> What you should do:
In the material below, find each line with the word "shown" and list it.

> Data for the task:
┌────────
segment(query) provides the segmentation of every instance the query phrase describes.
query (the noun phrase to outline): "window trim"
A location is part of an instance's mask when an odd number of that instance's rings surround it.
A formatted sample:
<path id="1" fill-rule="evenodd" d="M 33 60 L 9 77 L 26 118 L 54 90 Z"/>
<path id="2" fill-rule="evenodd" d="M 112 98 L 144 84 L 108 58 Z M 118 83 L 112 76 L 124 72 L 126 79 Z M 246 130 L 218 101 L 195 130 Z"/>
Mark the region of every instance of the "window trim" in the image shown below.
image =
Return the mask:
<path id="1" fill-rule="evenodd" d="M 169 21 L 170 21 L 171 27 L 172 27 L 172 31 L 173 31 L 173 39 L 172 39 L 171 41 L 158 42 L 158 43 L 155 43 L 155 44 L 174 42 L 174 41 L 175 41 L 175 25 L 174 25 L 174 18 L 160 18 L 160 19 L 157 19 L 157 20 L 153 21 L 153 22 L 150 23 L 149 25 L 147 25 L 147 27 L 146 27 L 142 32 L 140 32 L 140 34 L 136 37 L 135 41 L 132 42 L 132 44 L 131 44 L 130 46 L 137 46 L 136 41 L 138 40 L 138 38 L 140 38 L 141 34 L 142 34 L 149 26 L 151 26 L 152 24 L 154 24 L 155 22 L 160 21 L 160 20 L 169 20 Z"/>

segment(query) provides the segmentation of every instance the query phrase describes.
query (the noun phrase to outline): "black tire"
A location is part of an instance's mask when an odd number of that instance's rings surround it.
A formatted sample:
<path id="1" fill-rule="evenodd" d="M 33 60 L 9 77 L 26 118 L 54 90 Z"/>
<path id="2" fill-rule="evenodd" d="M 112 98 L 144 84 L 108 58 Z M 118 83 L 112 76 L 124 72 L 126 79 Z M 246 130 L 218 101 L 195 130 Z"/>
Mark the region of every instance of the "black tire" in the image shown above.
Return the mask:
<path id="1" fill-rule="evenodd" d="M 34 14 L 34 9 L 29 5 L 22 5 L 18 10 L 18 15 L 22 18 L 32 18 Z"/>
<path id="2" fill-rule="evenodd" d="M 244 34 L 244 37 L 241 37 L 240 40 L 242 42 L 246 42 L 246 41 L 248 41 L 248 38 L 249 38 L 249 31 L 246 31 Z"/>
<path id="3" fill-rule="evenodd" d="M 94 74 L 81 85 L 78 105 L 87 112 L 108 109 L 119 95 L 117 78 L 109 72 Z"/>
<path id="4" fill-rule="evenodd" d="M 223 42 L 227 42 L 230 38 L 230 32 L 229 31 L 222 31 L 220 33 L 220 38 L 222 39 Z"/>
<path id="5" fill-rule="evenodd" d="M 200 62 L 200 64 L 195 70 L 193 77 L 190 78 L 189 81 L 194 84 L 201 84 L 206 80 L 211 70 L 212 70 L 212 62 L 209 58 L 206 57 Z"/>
└────────
> Answer:
Mark the region of every instance of the "window trim" in the image shown below.
Mark the region of every instance of the "black tire" in the image shown above.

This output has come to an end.